══ Items

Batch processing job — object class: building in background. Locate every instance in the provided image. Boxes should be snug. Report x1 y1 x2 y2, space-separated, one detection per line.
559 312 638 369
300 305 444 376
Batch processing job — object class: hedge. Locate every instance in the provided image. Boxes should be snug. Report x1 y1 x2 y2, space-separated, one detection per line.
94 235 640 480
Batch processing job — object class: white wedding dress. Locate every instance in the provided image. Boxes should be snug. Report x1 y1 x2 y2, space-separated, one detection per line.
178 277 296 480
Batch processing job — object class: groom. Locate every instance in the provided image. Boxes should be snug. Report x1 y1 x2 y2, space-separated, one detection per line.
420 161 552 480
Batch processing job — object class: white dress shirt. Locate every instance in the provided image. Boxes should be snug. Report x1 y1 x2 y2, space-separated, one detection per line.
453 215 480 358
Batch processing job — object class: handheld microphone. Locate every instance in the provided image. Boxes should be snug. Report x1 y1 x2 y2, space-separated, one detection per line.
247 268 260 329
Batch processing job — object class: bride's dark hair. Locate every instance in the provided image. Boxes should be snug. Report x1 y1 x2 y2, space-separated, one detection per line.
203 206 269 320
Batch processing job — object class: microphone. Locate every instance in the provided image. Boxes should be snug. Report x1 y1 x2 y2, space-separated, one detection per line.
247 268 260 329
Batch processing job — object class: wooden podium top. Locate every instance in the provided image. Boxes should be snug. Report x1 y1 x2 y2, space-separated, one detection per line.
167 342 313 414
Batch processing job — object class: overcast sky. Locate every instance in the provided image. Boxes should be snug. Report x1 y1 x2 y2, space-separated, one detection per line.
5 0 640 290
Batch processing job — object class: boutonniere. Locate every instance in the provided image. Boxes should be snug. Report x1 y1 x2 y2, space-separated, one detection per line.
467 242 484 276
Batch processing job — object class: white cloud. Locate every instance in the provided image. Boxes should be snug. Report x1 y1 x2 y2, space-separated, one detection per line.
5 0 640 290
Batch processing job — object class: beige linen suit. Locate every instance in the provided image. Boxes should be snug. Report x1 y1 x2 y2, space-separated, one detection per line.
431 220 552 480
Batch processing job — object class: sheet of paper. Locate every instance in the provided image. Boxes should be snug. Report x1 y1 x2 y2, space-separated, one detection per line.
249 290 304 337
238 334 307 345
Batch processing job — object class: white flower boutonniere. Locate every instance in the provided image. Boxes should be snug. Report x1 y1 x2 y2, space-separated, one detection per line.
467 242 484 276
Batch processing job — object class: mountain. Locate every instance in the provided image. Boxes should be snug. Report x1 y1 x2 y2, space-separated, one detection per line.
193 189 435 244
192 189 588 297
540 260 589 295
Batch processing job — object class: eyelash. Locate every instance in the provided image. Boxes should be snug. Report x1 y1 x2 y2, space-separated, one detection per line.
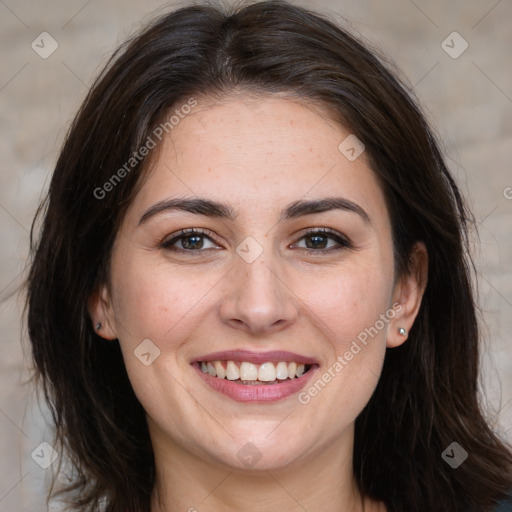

════

#### Aim of the exercise
Rewrite only the part that opens with the line containing "Batch processing job — object class: sheet" and closes at the end of the records, keeping the requests and leaving the pictures out. Scale every box coordinate in the answers by 1.25, rounding to whole numbers with halves going up, and leave the numbers in the requests unchanged.

#### Task output
Batch processing job — object class: sheet of paper. Locate every instance in the provided image. Boxes should be snug. Report x1 y1 x2 y2, space-separated, one detection per line.
311 363 380 421
298 418 384 431
Batch processing job — object class: white flower boutonniere. Locate every instance in the provided image. Boxes should be snug. Report x1 y1 x2 y2, space-separated, one detection per line.
584 303 605 345
Batch processing job — object class: mountain. Locate every instance in the provided image. Boxes should be snug. Report x1 y1 x2 y2, space-separated, one detection per line.
241 236 544 305
240 236 735 371
675 325 736 369
Batch processing job — object class: eyelash. Locate every instance in the provided image. Boxes should be snug. Report x1 y1 x2 y2, space-separated, one detection per line.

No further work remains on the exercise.